In contrast, there are no hacks for speeding up the cases I listed, short of modifying your hardware in some way (*).  Other than our bugs to entirely rewrite the build, this bug is the only one I'm aware of with a large potential speedup for full rebuilds.

(*) Well, okay, ccache helps with some of them.
Once we have moz.build files, we should more easily be able to obtains the sets of all files sharing the same set of compiler flags across the tree. We should then be able to construct chained PCH files and share PCH files across directories.

There is an initial seeding problem to identify the full set of .h files for each PCH "bundle." One way to solve that is with Clang's API. We could use the Clang Python bindings or write a small C/C++ program to traverse the set of #include'd files. Unfortunately, this only works where we use Clang.

We should also minimize the variance in compiler arguments across the tree to minimize the number of PCH combinations. As Mike said, there are many directory-local defines. I'm willing to bet a lot of these are cruft, cargo culted, or could be pulled out into global defines. Minimizing the variance here could also allow us to reduce the number of compiler invocations if we ever start compiling multiple source files per invocation.

Written request.
Transcribe the precompiled-header discussion from "In contrast, there" up to and including "we use Clang.". The rows play no part here.

Entries supplied.
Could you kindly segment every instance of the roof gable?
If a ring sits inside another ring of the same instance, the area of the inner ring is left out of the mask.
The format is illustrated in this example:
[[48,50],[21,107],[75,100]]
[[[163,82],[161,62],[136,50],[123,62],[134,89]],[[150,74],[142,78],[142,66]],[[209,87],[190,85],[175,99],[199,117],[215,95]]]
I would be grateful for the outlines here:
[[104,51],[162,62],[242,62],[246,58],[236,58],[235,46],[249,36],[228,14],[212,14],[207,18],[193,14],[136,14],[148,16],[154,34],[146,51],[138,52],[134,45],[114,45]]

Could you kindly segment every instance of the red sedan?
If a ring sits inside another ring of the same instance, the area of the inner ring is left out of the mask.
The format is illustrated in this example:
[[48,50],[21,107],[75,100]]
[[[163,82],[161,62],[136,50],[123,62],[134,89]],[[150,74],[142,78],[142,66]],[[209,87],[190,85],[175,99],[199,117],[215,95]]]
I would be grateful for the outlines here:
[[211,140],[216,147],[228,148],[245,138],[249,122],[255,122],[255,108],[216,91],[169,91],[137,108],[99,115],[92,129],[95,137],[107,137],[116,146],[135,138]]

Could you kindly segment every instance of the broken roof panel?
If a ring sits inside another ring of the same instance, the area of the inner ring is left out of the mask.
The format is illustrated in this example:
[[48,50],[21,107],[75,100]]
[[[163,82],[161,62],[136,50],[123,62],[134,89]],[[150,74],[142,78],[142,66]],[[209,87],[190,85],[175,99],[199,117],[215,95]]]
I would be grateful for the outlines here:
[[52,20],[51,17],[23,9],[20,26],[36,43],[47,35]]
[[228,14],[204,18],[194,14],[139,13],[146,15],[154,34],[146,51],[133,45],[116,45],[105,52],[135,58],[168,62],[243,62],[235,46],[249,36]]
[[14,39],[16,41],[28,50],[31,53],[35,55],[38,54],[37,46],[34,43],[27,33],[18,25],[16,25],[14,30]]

Solution to this exercise.
In contrast, there are no hacks for speeding up the cases I listed, short of modifying your hardware in some way (*).  Other than our bugs to entirely rewrite the build, this bug is the only one I'm aware of with a large potential speedup for full rebuilds.

(*) Well, okay, ccache helps with some of them.
Once we have moz.build files, we should more easily be able to obtains the sets of all files sharing the same set of compiler flags across the tree. We should then be able to construct chained PCH files and share PCH files across directories.

There is an initial seeding problem to identify the full set of .h files for each PCH "bundle." One way to solve that is with Clang's API. We could use the Clang Python bindings or write a small C/C++ program to traverse the set of #include'd files. Unfortunately, this only works where we use Clang.